RL Curriculum via Opponent Skill¶
A curriculum learning technique for RL environments in which the difficulty of the training task is controlled by parameterising an opponent's (or world's) skill level — rather than constructing separate task tiers or datasets. Demonstrated by stefano-fiorucci in the tic-tac-toe training experiment.
"If the opponent is too perfect too early, the model might never see a win and fail to learn. We can do so by introducing a probability for the opponent to choose a random move instead of the optimal one."
The core mechanism¶
An optimal opponent (minimax algorithm) is augmented with a random-move probability parameter p ∈ [0, 1]:
p = 0→ fully optimal opponent (hardest; model rarely wins, sparse reward signal)p = 1→ fully random opponent (easiest; model can win but learns no strategy against skilled play)p ∈ (0.2, 0.7)→ productive zone: enough wins to learn attack; enough defence challenges to learn blocking
The training configuration exposes min_random_move_prob and max_random_move_prob, spanning the desired curriculum range across the dataset.
= = =
## To be done
a - Could you rewrite the contour labeling records from the line that has "target: forested hill" through the end of the records, including both ends and keeping every line and request? Raise each coordinate in the outputs by 111, and leave the pictures out.
b - Can you extend the piece on RL curricula driven by opponent skill, picking up after its last sentence?

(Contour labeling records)
= = =
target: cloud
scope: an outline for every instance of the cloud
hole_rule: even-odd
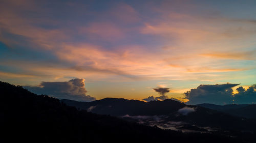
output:
[[[232,88],[239,84],[222,84],[215,85],[200,85],[197,89],[191,89],[184,93],[185,98],[190,104],[212,103],[216,104],[231,104],[232,103]]]
[[[147,97],[147,98],[144,98],[144,99],[143,99],[142,100],[145,100],[146,102],[150,102],[150,101],[157,101],[157,100],[157,100],[157,99],[156,99],[153,96],[148,96],[148,97]]]
[[[165,93],[169,92],[170,90],[169,90],[169,88],[158,88],[153,89],[156,92],[159,93],[160,95],[164,95]]]
[[[63,82],[41,82],[38,86],[24,88],[38,94],[46,94],[59,99],[92,101],[95,97],[87,95],[84,79],[75,78]]]
[[[95,108],[96,108],[96,106],[90,106],[90,107],[88,108],[88,109],[87,109],[87,111],[89,111],[89,112],[90,112],[93,109],[94,109]]]
[[[196,111],[196,109],[194,107],[188,107],[187,106],[185,106],[182,108],[179,109],[178,110],[178,112],[183,115],[187,115],[190,112],[194,112]]]
[[[245,90],[242,87],[237,89],[238,93],[234,95],[234,102],[237,104],[256,103],[256,84]]]

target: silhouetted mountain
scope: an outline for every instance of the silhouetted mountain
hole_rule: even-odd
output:
[[[198,106],[221,111],[233,116],[248,119],[256,119],[255,104],[230,104],[217,105],[211,104],[201,104]]]
[[[110,98],[90,102],[67,100],[61,101],[68,105],[94,113],[123,117],[128,121],[143,123],[147,125],[162,127],[164,125],[166,126],[170,122],[182,122],[184,123],[183,126],[189,124],[201,128],[209,127],[215,130],[250,132],[253,132],[256,127],[254,120],[233,116],[200,106],[187,105],[170,99],[149,102]],[[219,107],[214,104],[206,105]],[[242,106],[239,106],[240,107]],[[226,107],[230,109],[236,108],[235,106]],[[179,110],[181,109],[190,111],[184,115]],[[180,128],[180,126],[178,127]]]
[[[1,81],[0,91],[0,122],[4,132],[1,140],[5,140],[5,142],[15,140],[26,142],[245,142],[244,141],[246,140],[253,142],[251,138],[230,137],[221,135],[222,132],[182,133],[78,110],[56,98],[38,96],[22,87]]]
[[[94,113],[113,116],[166,115],[176,112],[186,106],[183,103],[171,99],[149,102],[113,98],[106,98],[90,102],[69,100],[61,101],[67,105],[76,106],[81,109],[89,110]]]

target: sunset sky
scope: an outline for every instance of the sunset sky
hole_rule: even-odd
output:
[[[227,82],[241,84],[227,84],[236,93],[256,83],[255,5],[1,1],[0,80],[42,87],[84,79],[86,94],[96,99],[141,100],[159,96],[153,88],[161,87],[187,101],[191,89]]]

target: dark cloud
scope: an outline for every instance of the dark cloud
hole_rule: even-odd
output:
[[[238,85],[239,84],[228,83],[215,85],[201,84],[197,89],[191,89],[184,94],[185,98],[189,100],[187,104],[232,104],[233,98],[231,88]]]
[[[92,101],[96,98],[86,94],[84,79],[75,78],[64,82],[41,82],[38,86],[24,88],[38,94],[46,94],[59,99],[79,101]]]
[[[179,109],[178,112],[183,115],[187,115],[189,113],[193,112],[196,111],[194,107],[189,107],[185,106],[182,108]]]
[[[237,91],[238,93],[234,95],[234,103],[256,103],[256,84],[250,86],[246,90],[242,87],[240,87],[237,89]]]
[[[147,97],[147,98],[144,98],[143,100],[146,101],[146,102],[150,102],[151,101],[164,100],[165,99],[168,99],[182,102],[181,101],[179,100],[174,98],[172,97],[170,98],[169,98],[168,96],[166,95],[162,95],[159,97],[154,97],[153,96],[148,96],[148,97]]]
[[[170,92],[169,90],[170,88],[158,88],[153,89],[156,92],[159,93],[160,95],[164,95],[165,93],[168,93]]]
[[[156,98],[155,98],[153,96],[148,96],[148,97],[147,97],[147,98],[144,98],[144,99],[143,99],[142,100],[145,100],[146,102],[150,102],[150,101],[157,101],[157,100],[158,100],[157,99],[156,99]]]

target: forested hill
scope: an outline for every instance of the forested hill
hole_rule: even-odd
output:
[[[78,110],[57,99],[0,81],[1,140],[33,142],[243,142],[236,137],[182,133]]]

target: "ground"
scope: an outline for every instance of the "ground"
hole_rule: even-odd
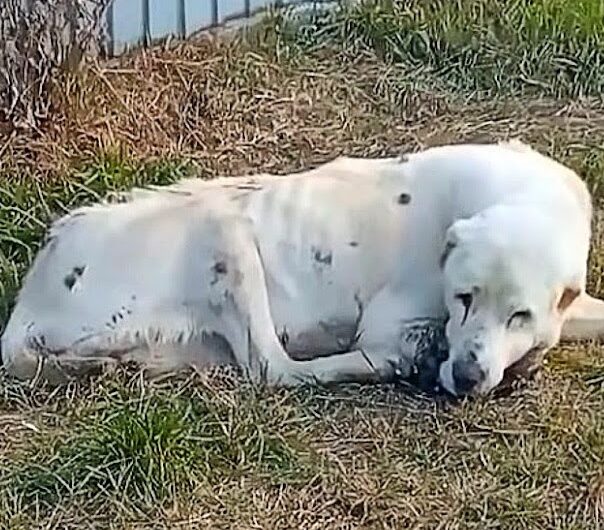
= = =
## Expected responses
a -
target: forested hill
scope: an outline for every instance of the forested hill
hole_rule: even-odd
output:
[[[189,221],[168,210],[111,192],[112,251],[144,253],[354,253],[347,248],[293,244]]]

target: "ground"
scope: an outline for every instance of the "ground"
hole_rule: even-odd

b -
Stratified sampling for curriculum stability¶
In GRPO training, batch composition matters: if a small batch happens to contain only very-hard or very-easy opponents, the average reward fluctuates wildly, destabilising weight updates.
Fiorucci's solution: stratified sampling that forces every batch to contain a perfectly balanced mix of opponent difficulty across the configured range. This keeps the gradient signal consistent regardless of batch size.
"This forces every batch to contain a perfectly balanced mix of opponent difficulty spanning the chosen range."
Noise reduction within rollouts¶
Beyond batch-level curriculum control, per-turn determinism is enforced using seeds:
- An example seed is assigned to each dataset example (determines starting player, etc.)
- A turn seed is derived from example seed + current board state
- Guarantee: if two rollouts reach the same board position, the opponent always responds identically — reward differences reflect model behaviour, not environment randomness
This is critical for GRPO, which compares rollouts from the same starting point to compute advantages.
Failure mode: collapsing to over-defensive play¶
In a later training run (higher temperature, tighter opponent skill range), Fiorucci observed:
"The model became overly defensive and failed to exploit errors when tested against random players."
This occurred when the opponent skill range was set too narrow (100% optimal). The curriculum collapsed — the model optimised for surviving optimal play but lost the ability to exploit weaker opponents. Solution: always maintain some spread of difficulty.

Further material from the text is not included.